# Problem to solve
Copy the items below word for word, beginning with their first line and continuing through the line that contains "(349, 1057)", with that line included.

# Records supplied
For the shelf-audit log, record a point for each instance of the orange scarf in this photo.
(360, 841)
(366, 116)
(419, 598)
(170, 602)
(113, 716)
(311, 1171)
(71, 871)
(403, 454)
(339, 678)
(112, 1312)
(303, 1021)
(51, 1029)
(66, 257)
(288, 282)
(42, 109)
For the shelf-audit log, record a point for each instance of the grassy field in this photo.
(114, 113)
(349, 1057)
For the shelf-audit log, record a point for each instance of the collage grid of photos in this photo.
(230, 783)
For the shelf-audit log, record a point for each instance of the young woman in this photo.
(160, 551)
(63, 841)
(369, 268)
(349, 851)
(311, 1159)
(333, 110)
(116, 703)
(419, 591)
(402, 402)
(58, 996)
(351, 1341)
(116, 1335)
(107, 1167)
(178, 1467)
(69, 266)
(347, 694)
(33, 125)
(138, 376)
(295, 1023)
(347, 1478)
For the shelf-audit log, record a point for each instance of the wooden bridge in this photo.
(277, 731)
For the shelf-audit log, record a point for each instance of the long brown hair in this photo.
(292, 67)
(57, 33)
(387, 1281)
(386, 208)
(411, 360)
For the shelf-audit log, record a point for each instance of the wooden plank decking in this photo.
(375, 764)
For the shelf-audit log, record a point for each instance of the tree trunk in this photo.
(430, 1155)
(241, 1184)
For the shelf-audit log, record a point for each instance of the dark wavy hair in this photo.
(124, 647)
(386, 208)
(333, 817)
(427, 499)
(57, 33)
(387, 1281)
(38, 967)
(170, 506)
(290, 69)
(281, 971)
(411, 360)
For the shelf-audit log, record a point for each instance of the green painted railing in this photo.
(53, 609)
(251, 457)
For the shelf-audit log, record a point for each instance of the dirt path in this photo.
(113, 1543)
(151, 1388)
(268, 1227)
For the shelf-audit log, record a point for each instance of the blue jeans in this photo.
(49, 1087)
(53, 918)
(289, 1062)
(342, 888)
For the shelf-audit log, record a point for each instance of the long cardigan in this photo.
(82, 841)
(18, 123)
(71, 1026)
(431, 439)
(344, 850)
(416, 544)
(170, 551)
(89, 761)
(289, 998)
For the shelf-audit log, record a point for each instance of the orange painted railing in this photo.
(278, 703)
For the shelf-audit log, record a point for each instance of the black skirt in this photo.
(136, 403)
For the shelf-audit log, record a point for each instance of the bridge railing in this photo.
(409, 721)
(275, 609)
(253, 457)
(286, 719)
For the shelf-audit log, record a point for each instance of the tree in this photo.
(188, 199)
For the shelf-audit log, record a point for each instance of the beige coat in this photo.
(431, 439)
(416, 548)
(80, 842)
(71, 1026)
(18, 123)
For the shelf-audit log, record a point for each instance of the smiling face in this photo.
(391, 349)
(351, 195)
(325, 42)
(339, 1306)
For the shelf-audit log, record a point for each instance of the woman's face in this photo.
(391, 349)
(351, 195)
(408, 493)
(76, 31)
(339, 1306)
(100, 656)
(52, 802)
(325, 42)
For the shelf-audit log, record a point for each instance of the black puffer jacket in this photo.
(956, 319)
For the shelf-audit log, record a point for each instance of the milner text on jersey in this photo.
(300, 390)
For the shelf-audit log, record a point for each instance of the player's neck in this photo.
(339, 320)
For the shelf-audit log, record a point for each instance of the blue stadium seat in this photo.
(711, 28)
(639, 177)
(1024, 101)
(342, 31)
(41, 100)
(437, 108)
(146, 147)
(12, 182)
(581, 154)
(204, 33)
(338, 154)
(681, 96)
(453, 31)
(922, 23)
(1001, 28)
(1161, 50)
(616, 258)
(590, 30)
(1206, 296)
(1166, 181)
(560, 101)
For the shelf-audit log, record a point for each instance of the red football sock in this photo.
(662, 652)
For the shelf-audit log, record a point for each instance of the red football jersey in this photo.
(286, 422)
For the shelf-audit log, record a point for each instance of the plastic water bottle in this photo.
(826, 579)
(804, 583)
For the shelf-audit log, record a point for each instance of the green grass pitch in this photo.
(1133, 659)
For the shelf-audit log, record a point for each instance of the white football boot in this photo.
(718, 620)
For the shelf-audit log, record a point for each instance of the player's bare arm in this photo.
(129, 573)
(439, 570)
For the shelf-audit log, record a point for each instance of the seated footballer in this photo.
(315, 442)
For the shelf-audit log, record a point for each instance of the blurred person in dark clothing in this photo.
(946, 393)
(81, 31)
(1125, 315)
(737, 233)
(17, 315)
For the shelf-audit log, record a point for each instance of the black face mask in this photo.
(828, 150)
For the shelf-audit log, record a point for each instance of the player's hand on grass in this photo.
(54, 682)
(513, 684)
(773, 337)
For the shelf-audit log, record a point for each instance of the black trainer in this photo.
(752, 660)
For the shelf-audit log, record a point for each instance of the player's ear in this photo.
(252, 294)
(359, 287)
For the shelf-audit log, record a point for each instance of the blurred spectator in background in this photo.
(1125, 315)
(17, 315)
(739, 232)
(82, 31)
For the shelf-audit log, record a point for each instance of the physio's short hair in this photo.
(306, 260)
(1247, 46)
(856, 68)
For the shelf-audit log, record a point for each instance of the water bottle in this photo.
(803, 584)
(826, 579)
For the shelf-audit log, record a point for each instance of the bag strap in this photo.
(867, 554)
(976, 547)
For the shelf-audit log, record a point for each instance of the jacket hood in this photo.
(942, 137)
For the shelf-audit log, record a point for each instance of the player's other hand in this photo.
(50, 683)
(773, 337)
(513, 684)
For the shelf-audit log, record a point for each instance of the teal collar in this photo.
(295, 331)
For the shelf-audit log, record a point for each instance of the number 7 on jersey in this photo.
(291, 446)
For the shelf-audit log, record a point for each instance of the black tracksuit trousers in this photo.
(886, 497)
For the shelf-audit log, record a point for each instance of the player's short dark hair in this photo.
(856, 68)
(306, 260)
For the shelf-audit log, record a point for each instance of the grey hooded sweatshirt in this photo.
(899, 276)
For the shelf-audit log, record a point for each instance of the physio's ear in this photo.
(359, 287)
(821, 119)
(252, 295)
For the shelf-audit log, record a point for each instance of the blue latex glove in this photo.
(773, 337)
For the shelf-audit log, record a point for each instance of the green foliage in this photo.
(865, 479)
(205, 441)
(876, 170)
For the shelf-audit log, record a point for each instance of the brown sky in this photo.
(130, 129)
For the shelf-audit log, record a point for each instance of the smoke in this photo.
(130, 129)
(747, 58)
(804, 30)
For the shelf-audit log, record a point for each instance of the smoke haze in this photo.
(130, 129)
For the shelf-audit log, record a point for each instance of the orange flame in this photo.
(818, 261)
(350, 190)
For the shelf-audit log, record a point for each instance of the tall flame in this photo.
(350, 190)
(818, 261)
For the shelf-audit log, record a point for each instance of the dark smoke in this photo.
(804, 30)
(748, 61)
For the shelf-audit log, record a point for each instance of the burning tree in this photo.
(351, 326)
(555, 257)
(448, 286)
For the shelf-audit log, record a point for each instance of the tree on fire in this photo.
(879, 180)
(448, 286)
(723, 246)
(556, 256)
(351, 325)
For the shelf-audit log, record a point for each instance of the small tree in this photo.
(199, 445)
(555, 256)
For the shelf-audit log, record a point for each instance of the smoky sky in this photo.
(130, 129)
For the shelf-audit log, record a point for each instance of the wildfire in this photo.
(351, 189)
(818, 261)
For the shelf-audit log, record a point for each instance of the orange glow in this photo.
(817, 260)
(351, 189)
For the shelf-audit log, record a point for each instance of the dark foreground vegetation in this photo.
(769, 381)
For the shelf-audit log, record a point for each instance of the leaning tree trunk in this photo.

# The completed task
For the shelf-audit log, record a point for each instance of the orange scarf in this photo.
(360, 841)
(366, 116)
(419, 598)
(170, 602)
(113, 716)
(311, 1171)
(71, 871)
(403, 454)
(339, 678)
(112, 1312)
(303, 1021)
(51, 1029)
(66, 257)
(288, 282)
(42, 109)
For the shelf-audit log, record a point for each instance of the grassy field in this photo.
(114, 113)
(349, 1057)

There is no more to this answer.